**Source extract**
▼▼▼
Talk to God by talking to friends
Years ago a friend and I were making a long train journey together. In the course of the day our conversation drifted into profound topics. We talked about spirituality, faith, boredom, mediocrity. "I find it difficult to pray", my friend confided to me. "I wish talking to God was as easy as talking to someone like you."
"Thanks", I told her. "But I'll tell you something even more amazing. While talking to me you were actually also talking to God".
She laughed. "Ah! You're pretending to be God!"
There is a marvellous story in the Gospels about the risen Christ appearing to two disciples who were on their way to Emmaus. As they were walking along, a stranger joined them. Soon they were involved in a deep and lively discussion about Jesus' death in Jerusalem and how it agreed with Old Testament prophecies.
When they arrived at Emmaus where the two disciples were going to stay for the night, the stranger prepared to take leave. "Stay with us", they said to him. "It's late. You may not easily find lodgings elsewhere". He agreed. And when they had supper together, the stranger took a loaf of bread, gave thanks and broke the bread. The scales then fell from the disciples' eyes and they recognised that he was Jesus, the Risen Christ.
Christ disappeared before their eyes. Then they realised that they had actually been talking to Christ all day without having been aware of it. "Didn't our hearts burn when he talked to us on the road?", they said to each other. See: Luke 24,13-35.
The story is purposely narrated in the Gospel to make us understand that God is often present in our encounters and discussions when we talk about the religious, ultimate questions of life.
This does not mean that God takes the disguise of some stranger (as we might read from the Emmaus story), but that God is present in and through the people we are talking to. As Christ said: "Where two or three of you are gathered in my name, there I am in your midst". See: Matthew 18,20.
The simple fact is that God understands our human need to relate to him in a human way. That was the whole reason of his incarnation, his living among us in a human individual, Jesus Christ. It is also the reason why our friends and companions do at times represent God in their dealings with us.
According to our Christian belief, some people may be specially called upon to speak on God's behalf in specific circumstances. They are known as prophets. Priests and ministers represent God by preaching his word and administering the sacraments. But speaking for God is not a monopoly. All sensitive and responsible people do at times mediate God. "Who hears you, hears me", then applies to them too. See: Luke 10,16.
God speaks to us through others
One obvious implication of what we have seen is that we should be open to the possibility of God trying to tell us something through another person.
Suppose we have had an interesting conversation with someone we trust, in the course of which we touched on profound spiritual truths. I may often feel depressed, for instance, and my friend, who is a convinced Christian, has spoken about the unique worth of every single individual in the eyes of God. What she said struck a cord in me. Could something like that really apply to myself? I wonder.
▲▲▲
**Objective a**
Do these statements agree with the essay on talking to God? (i) The friend on the train said she found it difficult to pray. (ii) The text holds that only priests and ministers can speak on God's behalf. (iii) The two disciples were on their way to Jerusalem when the stranger joined them.

**Supplied material**
▼▼▼
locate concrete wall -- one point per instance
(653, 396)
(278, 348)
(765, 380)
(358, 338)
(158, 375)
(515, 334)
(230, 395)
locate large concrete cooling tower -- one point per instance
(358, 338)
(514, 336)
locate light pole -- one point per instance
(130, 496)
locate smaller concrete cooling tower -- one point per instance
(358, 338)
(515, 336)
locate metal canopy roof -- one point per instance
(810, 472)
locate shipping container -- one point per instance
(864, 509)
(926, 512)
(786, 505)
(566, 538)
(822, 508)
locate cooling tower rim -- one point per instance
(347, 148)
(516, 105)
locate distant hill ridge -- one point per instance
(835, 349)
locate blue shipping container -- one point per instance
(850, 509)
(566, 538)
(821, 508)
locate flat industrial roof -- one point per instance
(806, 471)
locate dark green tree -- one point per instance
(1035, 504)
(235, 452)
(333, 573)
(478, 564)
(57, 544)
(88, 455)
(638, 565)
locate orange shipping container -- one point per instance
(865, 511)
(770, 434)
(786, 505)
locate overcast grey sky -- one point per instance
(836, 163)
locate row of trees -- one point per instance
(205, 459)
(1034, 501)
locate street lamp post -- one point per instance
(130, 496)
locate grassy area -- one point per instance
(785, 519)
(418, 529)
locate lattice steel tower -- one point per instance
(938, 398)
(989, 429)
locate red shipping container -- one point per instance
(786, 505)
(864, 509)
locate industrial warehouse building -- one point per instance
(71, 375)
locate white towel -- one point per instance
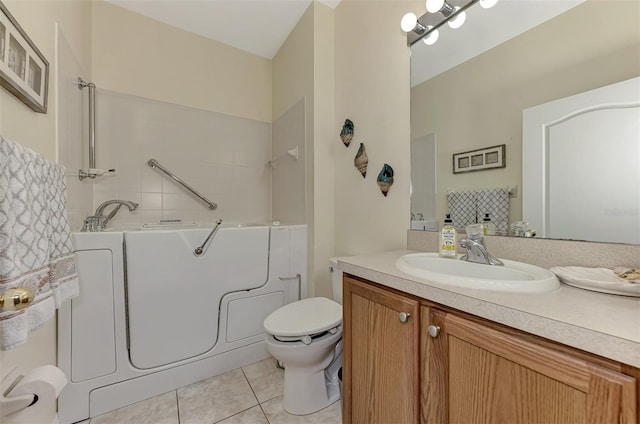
(35, 240)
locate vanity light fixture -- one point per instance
(438, 13)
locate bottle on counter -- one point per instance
(448, 238)
(488, 226)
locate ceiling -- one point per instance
(256, 26)
(483, 30)
(261, 26)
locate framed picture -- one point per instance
(24, 71)
(478, 160)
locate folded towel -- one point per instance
(35, 240)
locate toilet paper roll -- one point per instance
(46, 383)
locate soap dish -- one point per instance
(596, 279)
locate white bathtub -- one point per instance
(172, 318)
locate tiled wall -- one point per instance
(221, 156)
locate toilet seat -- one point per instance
(304, 319)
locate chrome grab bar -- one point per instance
(155, 164)
(199, 251)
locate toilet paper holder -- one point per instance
(10, 404)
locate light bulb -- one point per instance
(486, 4)
(431, 39)
(458, 20)
(408, 22)
(434, 6)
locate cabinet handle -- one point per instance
(16, 299)
(433, 330)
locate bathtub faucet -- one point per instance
(98, 222)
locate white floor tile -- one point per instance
(250, 416)
(277, 415)
(215, 398)
(266, 380)
(161, 409)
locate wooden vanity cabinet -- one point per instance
(381, 379)
(475, 373)
(438, 365)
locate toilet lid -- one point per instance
(304, 317)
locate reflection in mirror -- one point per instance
(479, 103)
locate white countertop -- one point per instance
(603, 324)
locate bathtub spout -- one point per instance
(98, 221)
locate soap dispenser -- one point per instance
(448, 238)
(488, 226)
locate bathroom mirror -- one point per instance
(475, 99)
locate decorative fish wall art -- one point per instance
(347, 132)
(361, 160)
(385, 179)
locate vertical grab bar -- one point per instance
(92, 120)
(92, 172)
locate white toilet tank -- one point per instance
(336, 280)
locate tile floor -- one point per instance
(249, 395)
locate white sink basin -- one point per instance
(512, 277)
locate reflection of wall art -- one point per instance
(24, 71)
(361, 160)
(385, 179)
(347, 132)
(478, 160)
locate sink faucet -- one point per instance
(476, 248)
(98, 222)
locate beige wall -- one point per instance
(38, 19)
(479, 103)
(372, 89)
(37, 131)
(303, 68)
(322, 171)
(137, 55)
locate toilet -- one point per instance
(306, 336)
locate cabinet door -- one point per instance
(380, 367)
(489, 376)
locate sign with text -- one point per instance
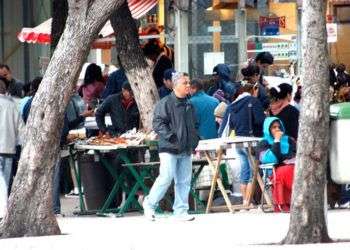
(270, 25)
(332, 32)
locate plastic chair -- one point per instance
(268, 171)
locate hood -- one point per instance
(241, 101)
(223, 71)
(267, 124)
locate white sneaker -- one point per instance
(148, 212)
(345, 205)
(184, 217)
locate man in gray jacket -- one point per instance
(174, 122)
(9, 124)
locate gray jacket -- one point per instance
(9, 125)
(174, 122)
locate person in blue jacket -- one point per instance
(278, 149)
(222, 81)
(245, 116)
(204, 106)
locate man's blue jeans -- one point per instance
(56, 188)
(179, 168)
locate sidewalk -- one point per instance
(242, 230)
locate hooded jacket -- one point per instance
(270, 151)
(175, 123)
(245, 116)
(229, 88)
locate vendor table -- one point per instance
(139, 171)
(217, 147)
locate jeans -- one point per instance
(179, 168)
(246, 172)
(5, 175)
(56, 188)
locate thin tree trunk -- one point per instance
(30, 210)
(59, 17)
(132, 59)
(308, 219)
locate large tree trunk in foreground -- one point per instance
(307, 220)
(137, 71)
(30, 210)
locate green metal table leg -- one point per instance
(192, 190)
(73, 162)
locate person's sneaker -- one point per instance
(184, 217)
(148, 212)
(345, 205)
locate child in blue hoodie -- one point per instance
(280, 150)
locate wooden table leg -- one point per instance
(256, 177)
(216, 179)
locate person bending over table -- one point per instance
(123, 111)
(278, 149)
(174, 122)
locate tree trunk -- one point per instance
(30, 210)
(132, 60)
(308, 218)
(59, 17)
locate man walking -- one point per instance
(174, 122)
(9, 123)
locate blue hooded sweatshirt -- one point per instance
(270, 151)
(225, 84)
(245, 116)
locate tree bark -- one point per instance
(59, 17)
(30, 210)
(308, 218)
(132, 60)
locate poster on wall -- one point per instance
(332, 32)
(211, 59)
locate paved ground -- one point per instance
(242, 230)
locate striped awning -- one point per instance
(42, 33)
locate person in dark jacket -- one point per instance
(281, 107)
(161, 62)
(174, 122)
(123, 111)
(278, 149)
(14, 87)
(204, 105)
(245, 116)
(114, 83)
(222, 81)
(263, 60)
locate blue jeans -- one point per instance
(179, 168)
(56, 188)
(6, 168)
(246, 172)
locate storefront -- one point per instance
(339, 15)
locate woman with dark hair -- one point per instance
(281, 108)
(93, 85)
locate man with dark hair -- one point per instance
(15, 87)
(263, 60)
(204, 106)
(174, 122)
(123, 111)
(222, 82)
(161, 62)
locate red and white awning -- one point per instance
(42, 33)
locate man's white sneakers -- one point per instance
(148, 212)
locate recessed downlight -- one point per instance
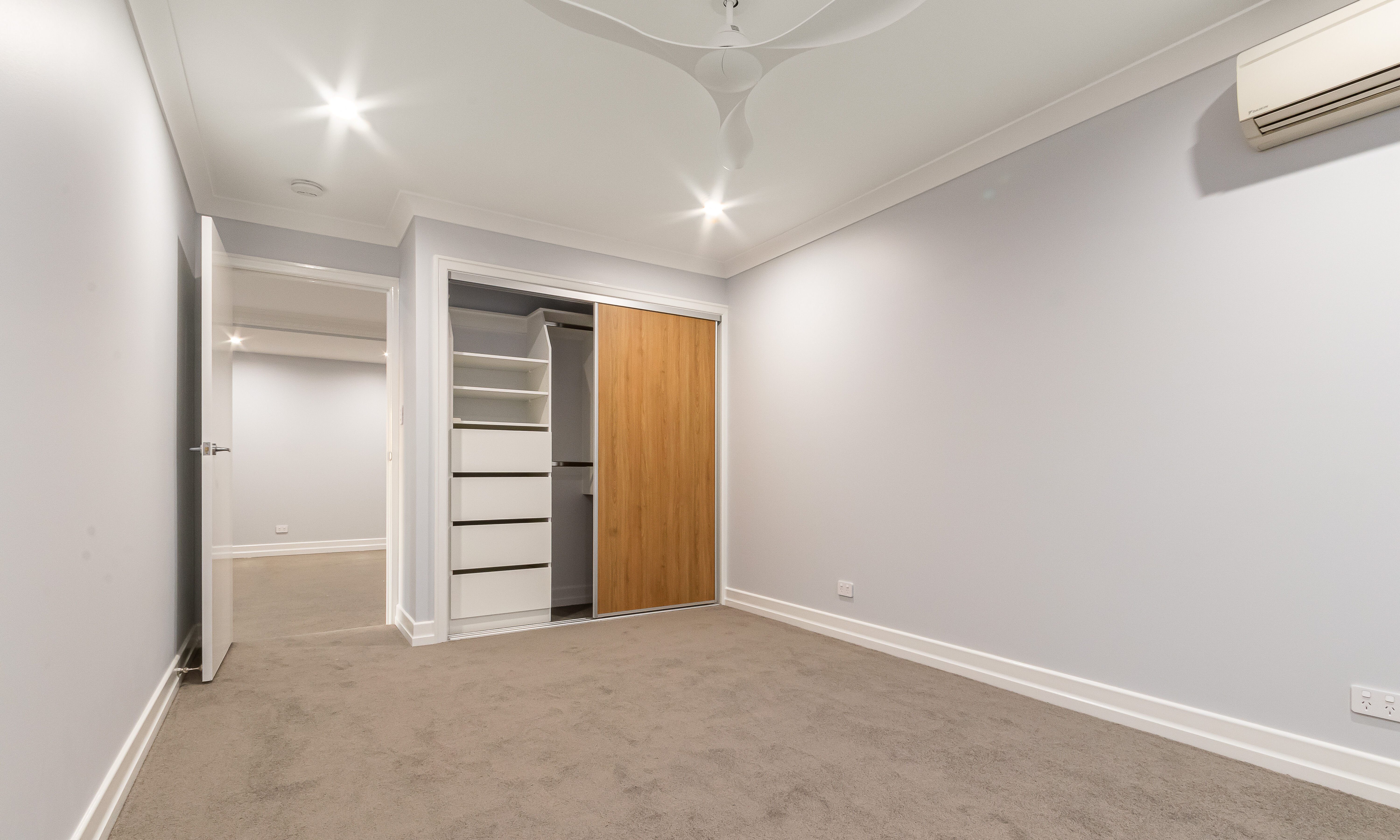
(309, 188)
(344, 108)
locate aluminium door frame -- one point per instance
(394, 400)
(586, 292)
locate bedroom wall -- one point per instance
(311, 454)
(1121, 405)
(98, 241)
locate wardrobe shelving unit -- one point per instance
(583, 458)
(500, 500)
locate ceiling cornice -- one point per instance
(1259, 23)
(1214, 44)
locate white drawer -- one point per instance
(500, 499)
(495, 593)
(493, 450)
(516, 544)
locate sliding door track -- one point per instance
(566, 622)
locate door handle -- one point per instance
(208, 449)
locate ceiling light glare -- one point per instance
(344, 108)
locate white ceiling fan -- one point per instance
(730, 65)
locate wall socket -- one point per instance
(1375, 703)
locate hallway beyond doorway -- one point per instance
(297, 594)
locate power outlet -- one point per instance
(1375, 703)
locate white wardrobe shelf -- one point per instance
(468, 391)
(461, 422)
(498, 363)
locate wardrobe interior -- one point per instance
(523, 457)
(583, 460)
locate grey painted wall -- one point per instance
(309, 450)
(428, 239)
(274, 243)
(94, 216)
(1123, 405)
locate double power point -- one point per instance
(1375, 703)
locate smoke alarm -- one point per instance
(307, 188)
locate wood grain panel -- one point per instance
(656, 460)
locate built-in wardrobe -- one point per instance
(583, 458)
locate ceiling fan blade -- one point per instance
(841, 21)
(736, 138)
(604, 26)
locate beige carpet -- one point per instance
(695, 724)
(307, 594)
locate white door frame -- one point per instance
(440, 404)
(394, 391)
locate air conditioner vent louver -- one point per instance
(1326, 103)
(1338, 69)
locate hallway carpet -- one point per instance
(296, 594)
(694, 724)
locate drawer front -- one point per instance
(495, 593)
(517, 544)
(491, 450)
(500, 499)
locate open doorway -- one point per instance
(313, 386)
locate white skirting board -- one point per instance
(1329, 765)
(310, 548)
(107, 804)
(418, 633)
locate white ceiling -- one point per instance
(496, 115)
(290, 317)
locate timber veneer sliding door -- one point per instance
(656, 460)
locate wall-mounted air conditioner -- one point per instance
(1340, 68)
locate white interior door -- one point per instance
(216, 381)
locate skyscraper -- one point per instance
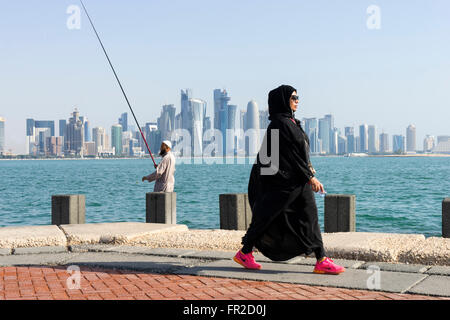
(325, 134)
(166, 122)
(252, 133)
(207, 124)
(123, 121)
(334, 141)
(342, 145)
(62, 128)
(37, 133)
(74, 142)
(243, 120)
(364, 138)
(428, 143)
(231, 139)
(411, 138)
(264, 119)
(87, 131)
(311, 131)
(221, 100)
(350, 135)
(46, 124)
(198, 109)
(398, 144)
(373, 139)
(116, 139)
(99, 138)
(186, 113)
(2, 136)
(384, 142)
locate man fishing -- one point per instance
(164, 174)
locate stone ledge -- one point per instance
(31, 236)
(114, 233)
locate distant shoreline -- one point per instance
(437, 155)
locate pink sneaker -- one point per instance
(246, 260)
(328, 266)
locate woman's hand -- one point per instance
(316, 185)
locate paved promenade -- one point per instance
(50, 283)
(35, 262)
(106, 267)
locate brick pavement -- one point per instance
(50, 283)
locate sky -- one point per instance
(393, 76)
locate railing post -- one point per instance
(235, 212)
(161, 207)
(339, 215)
(68, 209)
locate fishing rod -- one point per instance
(118, 81)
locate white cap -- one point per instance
(168, 143)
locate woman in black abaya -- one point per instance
(284, 222)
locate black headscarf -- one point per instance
(279, 102)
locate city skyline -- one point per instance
(324, 137)
(392, 76)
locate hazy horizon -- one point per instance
(389, 77)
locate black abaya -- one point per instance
(284, 222)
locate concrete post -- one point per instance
(339, 213)
(446, 218)
(161, 207)
(68, 209)
(235, 212)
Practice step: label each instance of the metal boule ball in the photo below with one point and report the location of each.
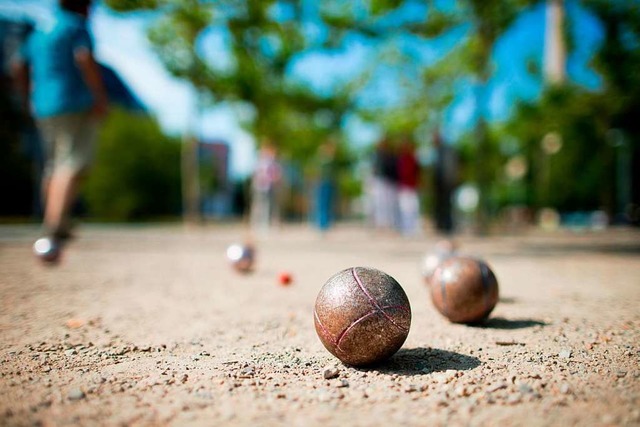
(362, 316)
(464, 289)
(48, 250)
(241, 257)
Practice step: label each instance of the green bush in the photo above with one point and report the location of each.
(136, 175)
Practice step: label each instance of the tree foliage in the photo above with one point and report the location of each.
(136, 174)
(263, 40)
(582, 175)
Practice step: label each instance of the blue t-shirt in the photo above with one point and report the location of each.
(57, 84)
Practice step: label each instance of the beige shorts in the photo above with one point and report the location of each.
(69, 141)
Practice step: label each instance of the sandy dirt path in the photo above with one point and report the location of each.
(148, 325)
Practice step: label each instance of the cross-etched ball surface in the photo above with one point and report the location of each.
(362, 316)
(464, 289)
(241, 257)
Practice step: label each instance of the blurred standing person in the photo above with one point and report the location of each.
(326, 187)
(266, 178)
(408, 180)
(446, 179)
(56, 71)
(385, 178)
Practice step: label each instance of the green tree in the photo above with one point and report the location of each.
(585, 173)
(263, 39)
(481, 23)
(137, 171)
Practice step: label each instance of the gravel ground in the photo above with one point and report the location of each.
(149, 325)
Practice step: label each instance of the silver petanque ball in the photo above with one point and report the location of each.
(241, 257)
(47, 250)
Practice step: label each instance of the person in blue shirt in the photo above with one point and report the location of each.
(60, 81)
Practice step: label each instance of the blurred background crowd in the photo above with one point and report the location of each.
(353, 110)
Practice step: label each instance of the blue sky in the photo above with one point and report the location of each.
(121, 43)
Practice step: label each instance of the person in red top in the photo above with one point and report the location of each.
(408, 181)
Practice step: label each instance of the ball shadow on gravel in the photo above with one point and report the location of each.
(502, 323)
(421, 360)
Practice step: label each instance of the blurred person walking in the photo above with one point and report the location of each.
(408, 180)
(446, 180)
(385, 186)
(264, 195)
(325, 187)
(56, 71)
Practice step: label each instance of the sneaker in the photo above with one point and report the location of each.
(47, 250)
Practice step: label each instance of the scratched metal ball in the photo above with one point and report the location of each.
(241, 257)
(362, 316)
(464, 289)
(442, 250)
(47, 250)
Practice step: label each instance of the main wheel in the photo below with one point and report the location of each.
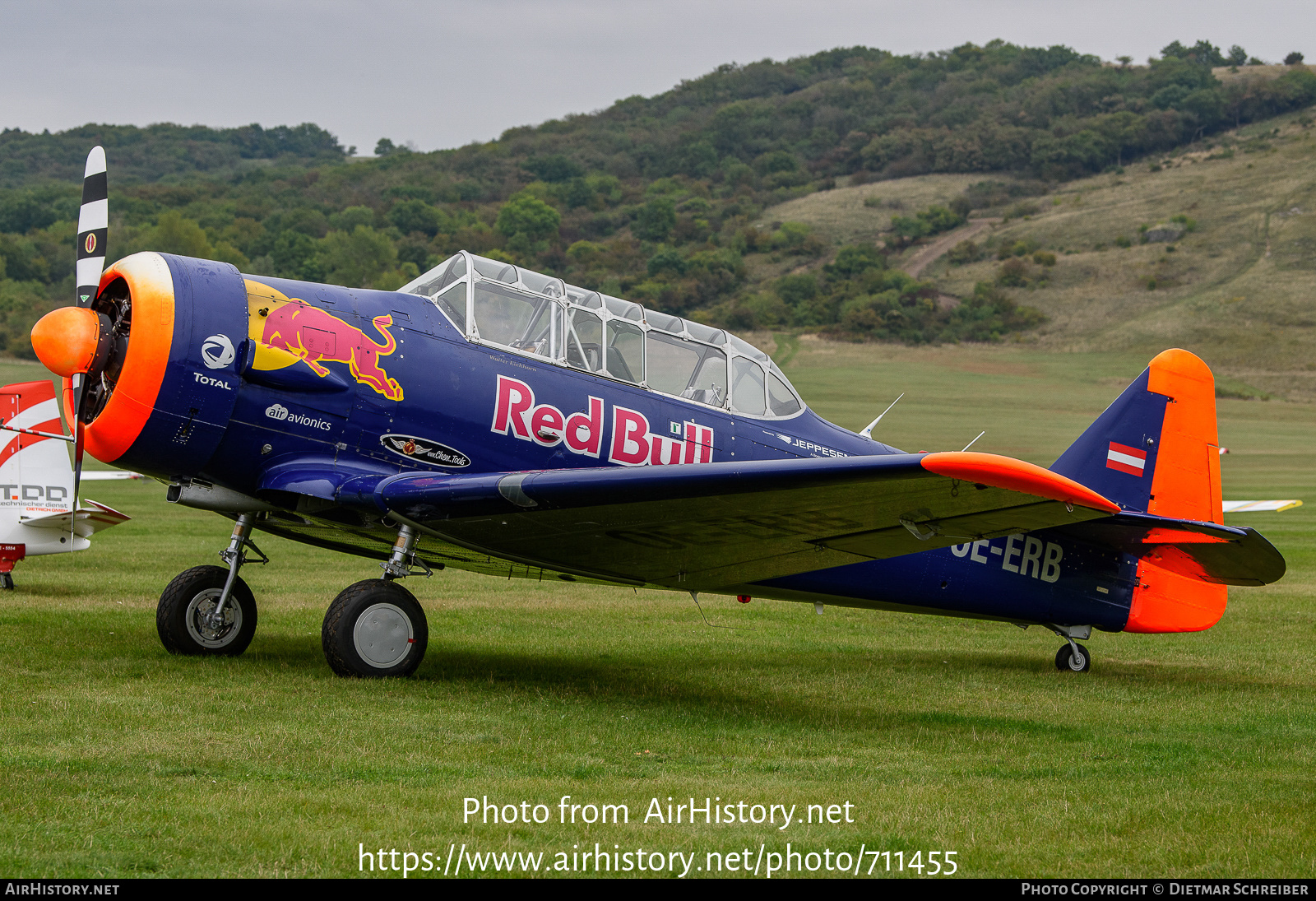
▲▲▲
**Objective b**
Which lines of the records contain the word "wooden"? Pull out each of them.

**Problem solution a**
(i) Yes: "I find it difficult to pray"
(ii) No: "But speaking for God is not a monopoly."
(iii) No: "two disciples who were on their way to Emmaus"

**Problem solution b**
locate wooden vanity cabinet -- one point per instance
locate wooden table leg -- one point per instance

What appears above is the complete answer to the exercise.